Data items
# # #
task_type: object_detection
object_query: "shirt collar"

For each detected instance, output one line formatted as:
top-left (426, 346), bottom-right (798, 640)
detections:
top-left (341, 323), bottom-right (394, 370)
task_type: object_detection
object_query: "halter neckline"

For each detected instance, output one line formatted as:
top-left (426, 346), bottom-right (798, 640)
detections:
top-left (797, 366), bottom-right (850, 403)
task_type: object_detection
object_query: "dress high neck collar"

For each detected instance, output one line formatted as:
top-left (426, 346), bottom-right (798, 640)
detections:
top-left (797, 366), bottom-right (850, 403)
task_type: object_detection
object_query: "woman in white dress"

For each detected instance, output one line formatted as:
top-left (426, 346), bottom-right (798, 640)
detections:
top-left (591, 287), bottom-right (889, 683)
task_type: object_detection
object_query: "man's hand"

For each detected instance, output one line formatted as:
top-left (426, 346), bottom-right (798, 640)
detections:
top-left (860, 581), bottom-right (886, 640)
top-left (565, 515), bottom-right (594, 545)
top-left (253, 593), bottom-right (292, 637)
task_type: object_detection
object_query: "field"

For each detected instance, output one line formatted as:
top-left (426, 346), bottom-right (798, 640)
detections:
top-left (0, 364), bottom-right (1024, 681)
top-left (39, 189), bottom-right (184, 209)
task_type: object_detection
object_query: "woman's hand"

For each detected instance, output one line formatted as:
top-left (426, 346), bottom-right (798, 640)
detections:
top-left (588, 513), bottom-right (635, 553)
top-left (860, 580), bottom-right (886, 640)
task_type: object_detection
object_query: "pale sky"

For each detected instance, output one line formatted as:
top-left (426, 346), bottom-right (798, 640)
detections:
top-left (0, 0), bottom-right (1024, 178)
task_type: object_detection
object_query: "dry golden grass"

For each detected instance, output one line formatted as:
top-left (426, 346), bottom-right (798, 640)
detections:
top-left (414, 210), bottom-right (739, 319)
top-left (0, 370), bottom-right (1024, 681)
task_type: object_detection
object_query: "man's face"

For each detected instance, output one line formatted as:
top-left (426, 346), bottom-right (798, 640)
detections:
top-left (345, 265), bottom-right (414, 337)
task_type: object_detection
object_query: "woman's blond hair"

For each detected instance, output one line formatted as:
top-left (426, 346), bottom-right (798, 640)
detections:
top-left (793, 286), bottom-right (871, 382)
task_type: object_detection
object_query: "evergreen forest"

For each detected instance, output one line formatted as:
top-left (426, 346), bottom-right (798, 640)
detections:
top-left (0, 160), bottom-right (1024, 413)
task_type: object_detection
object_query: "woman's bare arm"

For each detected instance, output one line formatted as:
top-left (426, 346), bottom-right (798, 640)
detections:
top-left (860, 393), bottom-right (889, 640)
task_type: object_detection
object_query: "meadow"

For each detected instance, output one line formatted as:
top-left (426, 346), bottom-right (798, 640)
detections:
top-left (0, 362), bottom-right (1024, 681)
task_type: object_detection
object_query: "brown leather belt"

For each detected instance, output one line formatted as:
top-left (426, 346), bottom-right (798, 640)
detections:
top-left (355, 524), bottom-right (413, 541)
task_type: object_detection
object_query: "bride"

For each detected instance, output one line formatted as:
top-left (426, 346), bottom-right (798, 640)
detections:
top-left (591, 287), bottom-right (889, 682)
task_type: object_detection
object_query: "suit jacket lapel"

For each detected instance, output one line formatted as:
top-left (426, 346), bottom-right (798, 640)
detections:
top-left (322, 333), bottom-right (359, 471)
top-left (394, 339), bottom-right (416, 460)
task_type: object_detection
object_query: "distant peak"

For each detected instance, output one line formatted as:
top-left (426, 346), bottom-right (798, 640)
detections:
# # #
_Task directions:_ Transcribe every line of the material above verbatim, without altering any character.

_Final result:_
task_type: object_detection
object_query: "shirt collar"

For each detected instance, output one line formatted as:
top-left (426, 346), bottom-right (798, 640)
detections:
top-left (341, 323), bottom-right (394, 370)
task_type: object_detection
object_query: "halter neckline"

For each detected instance, output one line formatted as:
top-left (426, 346), bottom-right (798, 640)
detections:
top-left (797, 366), bottom-right (850, 403)
task_type: object_detection
object_query: "dress high neck collar"

For each detected instance, output one line formatted as:
top-left (426, 346), bottom-right (798, 640)
detections:
top-left (797, 366), bottom-right (850, 403)
task_type: object_detection
object_query: "woman in white dress"

For each detected instance, output one line formatted as:
top-left (426, 346), bottom-right (798, 640)
detections:
top-left (591, 287), bottom-right (889, 683)
task_type: object_detection
object_query: "man's hand"

For each detected instance, output one line formatted as:
top-left (426, 346), bottom-right (798, 640)
detections:
top-left (860, 581), bottom-right (886, 640)
top-left (565, 515), bottom-right (594, 545)
top-left (253, 593), bottom-right (292, 637)
task_type: object_detection
object_query: "field"

For each detected instance, output one line formatted as:
top-left (426, 346), bottom-right (798, 640)
detections:
top-left (0, 364), bottom-right (1024, 681)
top-left (39, 189), bottom-right (184, 209)
task_type: object_detection
object_query: "woman's hand"

For each detected instance, output one line formatted as:
top-left (426, 346), bottom-right (798, 640)
detections:
top-left (588, 513), bottom-right (635, 553)
top-left (860, 580), bottom-right (886, 640)
task_type: object_detection
object_query: "pale sky"

For each detected instance, output one line formatted as:
top-left (426, 346), bottom-right (798, 640)
detections:
top-left (0, 0), bottom-right (1024, 178)
task_type: object_detection
object_query: "dry golden grass"

For each detected instance, output one line formatted as:
top-left (426, 346), bottom-right (798, 640)
detections:
top-left (414, 210), bottom-right (739, 319)
top-left (0, 370), bottom-right (1024, 681)
task_type: object_detection
object_query: "man's face"

For each detected instance, output one line formatted as:
top-left (426, 346), bottom-right (798, 640)
detections:
top-left (345, 265), bottom-right (414, 337)
task_type: object_detection
object_query: "woman's blond hair"

For each detected instance, output one line formatted as:
top-left (426, 346), bottom-right (798, 640)
detections:
top-left (793, 286), bottom-right (871, 382)
task_type: object_detection
object_query: "evergreen forest"

For each detected instance, output one line formatted as:
top-left (426, 346), bottom-right (798, 640)
detections:
top-left (0, 160), bottom-right (1024, 413)
task_type: object_detection
object_query: "woman's bare arm"

For each detected instance, output one line formatted as:
top-left (426, 346), bottom-right (798, 640)
detections:
top-left (860, 393), bottom-right (889, 640)
task_type: object_detection
object_query: "meadow"

For each detected instance, output one line formatted as:
top-left (426, 346), bottom-right (798, 640)
detections:
top-left (0, 362), bottom-right (1024, 681)
task_type: object_detection
object_query: "brown leather belt"

For each detected instance, output one line formatted as:
top-left (426, 346), bottom-right (798, 640)
detections:
top-left (355, 524), bottom-right (413, 541)
task_type: object_detection
object_query: "bride"

For each detected instance, output one line formatted as:
top-left (426, 346), bottom-right (798, 640)
detections:
top-left (591, 287), bottom-right (889, 682)
task_type: object_detection
object_query: "suit jacket lapel"

For each detected instance, output one line formatted as:
top-left (426, 346), bottom-right (798, 640)
detections:
top-left (322, 333), bottom-right (359, 471)
top-left (394, 339), bottom-right (416, 460)
task_type: object_detection
object_query: "distant peak"

For each detected instance, output one line formatted as:
top-left (426, 346), bottom-right (798, 640)
detections:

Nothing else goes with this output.